### What you have to do
Retype the records below exactly as they appear.

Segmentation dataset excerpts
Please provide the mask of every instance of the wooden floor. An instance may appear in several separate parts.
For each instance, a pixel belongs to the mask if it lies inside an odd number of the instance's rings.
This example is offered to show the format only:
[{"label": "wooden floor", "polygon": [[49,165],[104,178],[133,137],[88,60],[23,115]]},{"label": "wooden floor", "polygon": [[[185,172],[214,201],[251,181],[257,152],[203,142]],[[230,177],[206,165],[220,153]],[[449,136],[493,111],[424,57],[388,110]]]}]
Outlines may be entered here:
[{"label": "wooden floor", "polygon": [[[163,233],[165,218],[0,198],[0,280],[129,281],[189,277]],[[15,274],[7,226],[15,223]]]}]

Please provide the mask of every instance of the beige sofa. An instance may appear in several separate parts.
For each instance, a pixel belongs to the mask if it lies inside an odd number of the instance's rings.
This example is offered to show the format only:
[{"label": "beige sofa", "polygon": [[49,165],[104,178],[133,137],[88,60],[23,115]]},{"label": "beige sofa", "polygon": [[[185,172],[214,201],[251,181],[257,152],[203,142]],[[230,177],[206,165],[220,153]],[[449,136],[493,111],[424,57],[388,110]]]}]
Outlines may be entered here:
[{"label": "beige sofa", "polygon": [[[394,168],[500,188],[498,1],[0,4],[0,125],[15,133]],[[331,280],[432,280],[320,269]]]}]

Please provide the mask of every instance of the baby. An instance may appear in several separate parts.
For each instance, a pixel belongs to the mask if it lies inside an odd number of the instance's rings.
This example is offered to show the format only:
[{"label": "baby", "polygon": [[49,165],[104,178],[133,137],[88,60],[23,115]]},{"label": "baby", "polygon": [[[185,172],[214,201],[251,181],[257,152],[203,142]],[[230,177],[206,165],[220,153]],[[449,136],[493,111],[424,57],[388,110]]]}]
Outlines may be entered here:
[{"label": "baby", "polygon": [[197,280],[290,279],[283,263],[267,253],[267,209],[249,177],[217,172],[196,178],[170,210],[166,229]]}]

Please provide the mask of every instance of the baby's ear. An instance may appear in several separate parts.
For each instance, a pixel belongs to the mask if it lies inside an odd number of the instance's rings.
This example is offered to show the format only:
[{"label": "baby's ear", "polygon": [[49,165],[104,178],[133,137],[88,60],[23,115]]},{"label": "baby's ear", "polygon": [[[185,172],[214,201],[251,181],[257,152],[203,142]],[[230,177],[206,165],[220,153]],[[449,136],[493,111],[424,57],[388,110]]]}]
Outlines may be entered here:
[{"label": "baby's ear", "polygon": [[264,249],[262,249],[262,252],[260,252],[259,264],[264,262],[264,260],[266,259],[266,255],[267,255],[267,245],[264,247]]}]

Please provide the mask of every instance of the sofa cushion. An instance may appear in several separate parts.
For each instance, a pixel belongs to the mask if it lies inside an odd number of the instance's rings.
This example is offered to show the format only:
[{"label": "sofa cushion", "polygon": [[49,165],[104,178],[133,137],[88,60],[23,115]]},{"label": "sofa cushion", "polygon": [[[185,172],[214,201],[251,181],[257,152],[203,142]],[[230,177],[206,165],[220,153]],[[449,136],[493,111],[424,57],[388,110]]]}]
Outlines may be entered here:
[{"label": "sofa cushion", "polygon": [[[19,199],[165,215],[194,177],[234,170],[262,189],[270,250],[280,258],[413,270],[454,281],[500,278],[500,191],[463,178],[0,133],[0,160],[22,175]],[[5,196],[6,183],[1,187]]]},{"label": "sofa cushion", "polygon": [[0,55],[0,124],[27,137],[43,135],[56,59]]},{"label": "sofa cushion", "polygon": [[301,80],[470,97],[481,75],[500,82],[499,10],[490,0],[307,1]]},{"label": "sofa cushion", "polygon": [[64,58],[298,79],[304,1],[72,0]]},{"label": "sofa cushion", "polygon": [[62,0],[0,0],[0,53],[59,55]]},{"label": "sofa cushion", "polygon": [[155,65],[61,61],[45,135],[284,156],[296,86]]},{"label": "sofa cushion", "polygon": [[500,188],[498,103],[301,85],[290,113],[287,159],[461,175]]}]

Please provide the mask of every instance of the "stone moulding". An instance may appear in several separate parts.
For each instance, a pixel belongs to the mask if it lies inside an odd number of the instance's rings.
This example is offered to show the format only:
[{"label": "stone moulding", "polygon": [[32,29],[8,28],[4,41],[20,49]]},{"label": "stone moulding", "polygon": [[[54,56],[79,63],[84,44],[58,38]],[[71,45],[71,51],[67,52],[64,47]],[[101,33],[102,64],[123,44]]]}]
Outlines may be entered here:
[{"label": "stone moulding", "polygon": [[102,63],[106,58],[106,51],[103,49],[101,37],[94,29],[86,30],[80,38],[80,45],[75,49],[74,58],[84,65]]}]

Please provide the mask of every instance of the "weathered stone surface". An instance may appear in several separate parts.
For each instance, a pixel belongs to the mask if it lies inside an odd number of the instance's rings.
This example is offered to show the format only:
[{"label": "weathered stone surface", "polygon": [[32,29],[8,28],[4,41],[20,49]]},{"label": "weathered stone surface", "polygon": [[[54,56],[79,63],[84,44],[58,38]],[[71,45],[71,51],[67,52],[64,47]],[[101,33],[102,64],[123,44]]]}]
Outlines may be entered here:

### Final answer
Please provide the mask of every instance of the wooden floor. An instance may appear in several separate parts.
For each instance, a pixel belongs to the mask if it lies inside an odd number of the instance's rings.
This example is offered to show the format only:
[{"label": "wooden floor", "polygon": [[49,165],[104,178],[133,137],[88,60],[23,115]]},{"label": "wooden floor", "polygon": [[[185,172],[214,201],[251,181],[257,152],[203,142]],[[230,177],[206,165],[220,153]],[[449,136],[493,111],[424,57],[388,110]]]}]
Outlines may be entered here:
[{"label": "wooden floor", "polygon": [[[163,233],[165,218],[0,198],[0,280],[129,281],[189,277]],[[15,274],[7,226],[15,223]]]}]

Please provide the mask of every instance of the beige sofa. An instance may appear in several separate parts.
For each instance, a pixel belongs to the mask if it lies inside an odd number of the instance's rings.
This example is offered to show the format only:
[{"label": "beige sofa", "polygon": [[49,165],[104,178],[133,137],[88,60],[23,115]]},{"label": "beige sofa", "polygon": [[[185,172],[214,201],[251,181],[257,152],[203,142]],[[230,177],[206,165],[220,153]],[[449,136],[493,111],[424,57],[388,110]]]}]
Outlines may be entered here:
[{"label": "beige sofa", "polygon": [[[394,168],[500,188],[498,1],[0,4],[0,125],[15,133]],[[331,280],[432,280],[320,269]]]}]

Please provide the mask of every instance of the baby. An instance may appear in several separate parts.
For each instance, a pixel belongs to the mask if it lies inside an odd number of the instance's rings.
This example is offered to show the format only:
[{"label": "baby", "polygon": [[49,165],[104,178],[133,137],[88,60],[23,115]]},{"label": "baby", "polygon": [[[185,172],[214,201],[251,181],[257,152],[203,142]],[[230,177],[206,165],[220,153]],[[449,136],[493,111],[424,57],[388,110]]]}]
Outlines may be entered here:
[{"label": "baby", "polygon": [[197,280],[290,279],[283,263],[267,253],[267,209],[249,177],[217,172],[196,178],[170,210],[166,229]]}]

Please provide the mask of every instance of the baby's ear. An instance may appear in several separate parts.
For each instance, a pixel belongs to the mask if it lies inside an odd number of the instance's rings.
This example is offered to show the format only:
[{"label": "baby's ear", "polygon": [[49,165],[104,178],[133,137],[88,60],[23,115]]},{"label": "baby's ear", "polygon": [[[185,172],[214,201],[251,181],[257,152],[203,142]],[[230,177],[206,165],[220,153]],[[449,136],[493,111],[424,57],[388,110]]]}]
Outlines may be entered here:
[{"label": "baby's ear", "polygon": [[264,249],[262,249],[262,252],[260,252],[259,264],[264,262],[264,260],[266,259],[266,255],[267,255],[267,245],[264,247]]}]

Please provide the mask of every instance of the sofa cushion. An instance may appear in several separate parts.
For each instance, a pixel belongs to the mask if it lies inside an odd number of the instance's rings.
This example is offered to show the format only:
[{"label": "sofa cushion", "polygon": [[49,165],[104,178],[133,137],[88,60],[23,115]]},{"label": "sofa cushion", "polygon": [[[185,172],[214,201],[251,181],[257,152],[203,142]],[[230,177],[206,165],[220,153]],[[449,136],[493,111],[424,57],[388,110]]]}]
Outlines may be entered here:
[{"label": "sofa cushion", "polygon": [[[19,199],[165,215],[194,177],[234,170],[262,189],[270,250],[280,258],[413,270],[454,281],[500,278],[500,191],[463,178],[0,133],[0,160],[22,175]],[[5,196],[6,183],[1,187]]]},{"label": "sofa cushion", "polygon": [[0,55],[0,124],[27,137],[43,135],[56,59]]},{"label": "sofa cushion", "polygon": [[301,80],[470,97],[481,75],[500,82],[499,10],[490,0],[307,1]]},{"label": "sofa cushion", "polygon": [[64,58],[298,79],[304,1],[72,0]]},{"label": "sofa cushion", "polygon": [[62,0],[0,0],[0,53],[59,55]]},{"label": "sofa cushion", "polygon": [[155,65],[61,61],[45,135],[284,156],[296,86]]},{"label": "sofa cushion", "polygon": [[500,188],[498,103],[301,85],[290,113],[287,159],[461,175]]}]

Please provide the mask of every instance of the "stone moulding". An instance may appear in several separate parts.
For each instance, a pixel belongs to the mask if it lies inside an odd number of the instance's rings.
This example is offered to show the format only:
[{"label": "stone moulding", "polygon": [[32,29],[8,28],[4,41],[20,49]]},{"label": "stone moulding", "polygon": [[[54,56],[79,63],[84,44],[58,38]],[[71,45],[71,51],[67,52],[64,47]],[[101,33],[102,64],[123,44]]]}]
Outlines may be entered here:
[{"label": "stone moulding", "polygon": [[102,63],[106,58],[106,51],[103,49],[101,37],[94,29],[86,30],[80,38],[80,45],[75,49],[74,58],[84,65]]}]

Please provide the mask of every instance of the "weathered stone surface". An instance may appear in several separate parts.
For each instance, a pixel belongs to the mask if it lies inside an odd number of the instance's rings.
This example is offered to show the format only:
[{"label": "weathered stone surface", "polygon": [[32,29],[8,28],[4,41],[20,49]]},{"label": "weathered stone surface", "polygon": [[[54,56],[79,63],[84,44],[58,38]],[[71,45],[71,51],[67,52],[64,47]],[[101,33],[102,64],[123,44]]]}]
Outlines may be entered here:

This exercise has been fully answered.